Reproduce the passage below about the list of open access research questions and the Open Access Directory word for word.

Passage given:

========================================

Some of the questions must already be the subjects of research in progress.  Some already have partial answers in the literature.  Some are too small for an article and some are too large for a dissertation.  Some require the passage of time before we'll have enough evidence to make a serious attack on them. 

This list would be larger and better if it weren't just my own.  Therefore, I'll soon deposit it in the Open Access Directory (OAD), the wiki that Robin Peek and I launched just this week.  The basic idea behind the OAD is that a community can maintain a list far better than a single individual could maintain it alone.  It may take a few days to set up the new list, but watch my blog for news that it's ready for community editing.  Once it goes up, it will be as much yours as mine.  Please add new entries, revise existing entries, and send the URL to grad students and other researchers looking for ways to deepen our understanding of OA.

========================================

Data rows:
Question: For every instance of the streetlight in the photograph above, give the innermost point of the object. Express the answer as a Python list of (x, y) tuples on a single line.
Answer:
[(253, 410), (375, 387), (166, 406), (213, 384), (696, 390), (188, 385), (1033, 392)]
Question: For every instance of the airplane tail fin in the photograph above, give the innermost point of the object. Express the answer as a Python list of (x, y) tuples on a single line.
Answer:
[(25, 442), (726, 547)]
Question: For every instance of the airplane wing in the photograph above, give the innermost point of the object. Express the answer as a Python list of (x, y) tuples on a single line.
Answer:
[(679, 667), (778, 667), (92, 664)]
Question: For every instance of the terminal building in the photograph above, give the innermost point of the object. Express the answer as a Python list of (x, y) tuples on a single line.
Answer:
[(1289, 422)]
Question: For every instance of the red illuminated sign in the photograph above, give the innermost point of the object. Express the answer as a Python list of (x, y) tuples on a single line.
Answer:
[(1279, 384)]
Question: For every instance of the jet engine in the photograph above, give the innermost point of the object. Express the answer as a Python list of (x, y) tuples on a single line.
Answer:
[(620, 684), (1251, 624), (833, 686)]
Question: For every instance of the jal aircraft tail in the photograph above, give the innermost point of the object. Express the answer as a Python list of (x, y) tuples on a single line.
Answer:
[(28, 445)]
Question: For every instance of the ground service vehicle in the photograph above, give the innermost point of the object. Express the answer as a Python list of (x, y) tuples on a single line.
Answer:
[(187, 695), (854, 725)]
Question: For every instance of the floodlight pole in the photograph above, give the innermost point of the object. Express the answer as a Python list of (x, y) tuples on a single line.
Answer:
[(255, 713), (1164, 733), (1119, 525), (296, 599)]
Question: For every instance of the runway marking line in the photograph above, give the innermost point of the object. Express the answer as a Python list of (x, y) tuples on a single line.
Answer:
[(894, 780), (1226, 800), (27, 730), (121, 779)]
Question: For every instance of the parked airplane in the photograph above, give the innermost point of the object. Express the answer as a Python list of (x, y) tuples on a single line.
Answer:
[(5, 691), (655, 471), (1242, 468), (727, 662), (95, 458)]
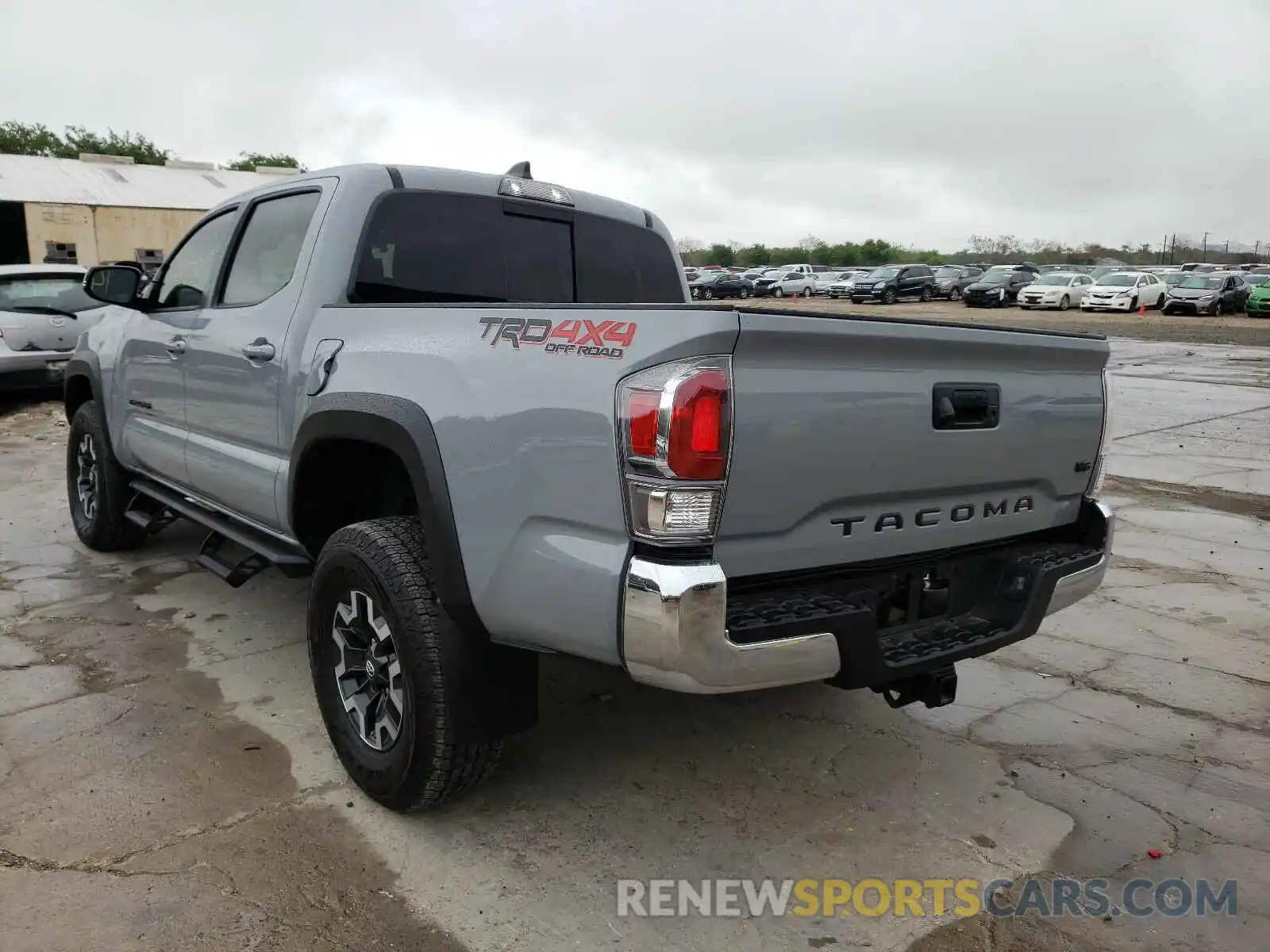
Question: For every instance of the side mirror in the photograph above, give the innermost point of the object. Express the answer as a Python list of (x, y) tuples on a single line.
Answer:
[(112, 283)]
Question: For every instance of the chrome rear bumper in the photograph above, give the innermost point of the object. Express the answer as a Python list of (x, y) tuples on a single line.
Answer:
[(675, 636), (675, 628)]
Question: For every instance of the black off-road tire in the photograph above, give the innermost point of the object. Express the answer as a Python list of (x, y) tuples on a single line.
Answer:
[(429, 763), (101, 526)]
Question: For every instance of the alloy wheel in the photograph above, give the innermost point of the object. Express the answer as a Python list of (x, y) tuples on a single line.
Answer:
[(87, 479), (368, 672)]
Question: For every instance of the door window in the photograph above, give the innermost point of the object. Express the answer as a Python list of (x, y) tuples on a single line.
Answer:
[(270, 248), (190, 272)]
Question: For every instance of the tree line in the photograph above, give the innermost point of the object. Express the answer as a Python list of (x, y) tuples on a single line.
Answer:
[(36, 139), (979, 249)]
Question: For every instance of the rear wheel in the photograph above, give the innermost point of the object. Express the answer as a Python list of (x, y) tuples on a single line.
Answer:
[(97, 486), (391, 670)]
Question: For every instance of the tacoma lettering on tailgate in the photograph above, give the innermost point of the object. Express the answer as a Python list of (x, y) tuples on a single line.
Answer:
[(929, 518)]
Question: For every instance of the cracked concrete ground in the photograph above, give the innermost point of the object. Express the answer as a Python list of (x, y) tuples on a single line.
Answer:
[(165, 782)]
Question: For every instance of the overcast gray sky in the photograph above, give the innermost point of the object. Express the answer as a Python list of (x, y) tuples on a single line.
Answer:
[(914, 121)]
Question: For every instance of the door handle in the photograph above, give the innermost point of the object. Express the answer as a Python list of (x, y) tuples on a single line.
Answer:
[(963, 406), (260, 349)]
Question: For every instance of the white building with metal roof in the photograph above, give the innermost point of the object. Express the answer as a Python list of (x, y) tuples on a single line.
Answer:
[(106, 209)]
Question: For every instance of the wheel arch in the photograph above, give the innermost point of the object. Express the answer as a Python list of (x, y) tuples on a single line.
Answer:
[(82, 382), (505, 700), (403, 429)]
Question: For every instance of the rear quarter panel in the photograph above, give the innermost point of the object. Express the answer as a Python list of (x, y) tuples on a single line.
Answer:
[(529, 447)]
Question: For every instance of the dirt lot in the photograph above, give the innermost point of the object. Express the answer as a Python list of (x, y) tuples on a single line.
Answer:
[(165, 782), (1153, 327)]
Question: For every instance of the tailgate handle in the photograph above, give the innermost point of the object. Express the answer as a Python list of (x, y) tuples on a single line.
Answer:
[(965, 406)]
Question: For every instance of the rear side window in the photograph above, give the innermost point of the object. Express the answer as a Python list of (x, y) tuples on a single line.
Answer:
[(440, 248), (270, 248), (622, 263)]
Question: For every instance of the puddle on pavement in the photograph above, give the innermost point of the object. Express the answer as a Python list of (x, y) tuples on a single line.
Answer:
[(137, 814)]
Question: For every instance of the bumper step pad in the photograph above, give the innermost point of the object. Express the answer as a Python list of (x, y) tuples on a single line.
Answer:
[(987, 601)]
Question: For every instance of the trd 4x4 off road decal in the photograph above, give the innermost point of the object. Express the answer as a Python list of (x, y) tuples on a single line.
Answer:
[(571, 338)]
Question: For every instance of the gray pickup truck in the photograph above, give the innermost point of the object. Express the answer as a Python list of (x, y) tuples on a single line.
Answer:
[(482, 414)]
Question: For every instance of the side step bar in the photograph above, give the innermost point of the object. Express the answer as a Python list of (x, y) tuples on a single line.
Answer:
[(258, 551)]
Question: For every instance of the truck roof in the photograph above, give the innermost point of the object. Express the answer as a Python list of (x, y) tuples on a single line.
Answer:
[(423, 177)]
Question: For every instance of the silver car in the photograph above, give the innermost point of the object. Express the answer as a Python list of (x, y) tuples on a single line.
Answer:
[(44, 310)]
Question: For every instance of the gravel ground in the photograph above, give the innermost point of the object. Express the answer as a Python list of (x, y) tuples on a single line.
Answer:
[(1153, 327)]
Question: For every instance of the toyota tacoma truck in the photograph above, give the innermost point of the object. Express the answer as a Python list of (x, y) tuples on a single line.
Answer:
[(482, 414)]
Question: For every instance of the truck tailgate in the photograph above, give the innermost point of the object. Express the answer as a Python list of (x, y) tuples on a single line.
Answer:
[(845, 452)]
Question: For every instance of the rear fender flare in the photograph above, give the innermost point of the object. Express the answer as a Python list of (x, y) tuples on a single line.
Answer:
[(406, 429)]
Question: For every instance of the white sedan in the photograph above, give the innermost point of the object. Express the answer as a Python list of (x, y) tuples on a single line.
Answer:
[(1060, 290), (1124, 291), (791, 285)]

========================================

Solution below:
Some of the questions must already be the subjects of research in progress.  Some already have partial answers in the literature.  Some are too small for an article and some are too large for a dissertation.  Some require the passage of time before we'll have enough evidence to make a serious attack on them. 

This list would be larger and better if it weren't just my own.  Therefore, I'll soon deposit it in the Open Access Directory (OAD), the wiki that Robin Peek and I launched just this week.  The basic idea behind the OAD is that a community can maintain a list far better than a single individual could maintain it alone.  It may take a few days to set up the new list, but watch my blog for news that it's ready for community editing.  Once it goes up, it will be as much yours as mine.  Please add new entries, revise existing entries, and send the URL to grad students and other researchers looking for ways to deepen our understanding of OA.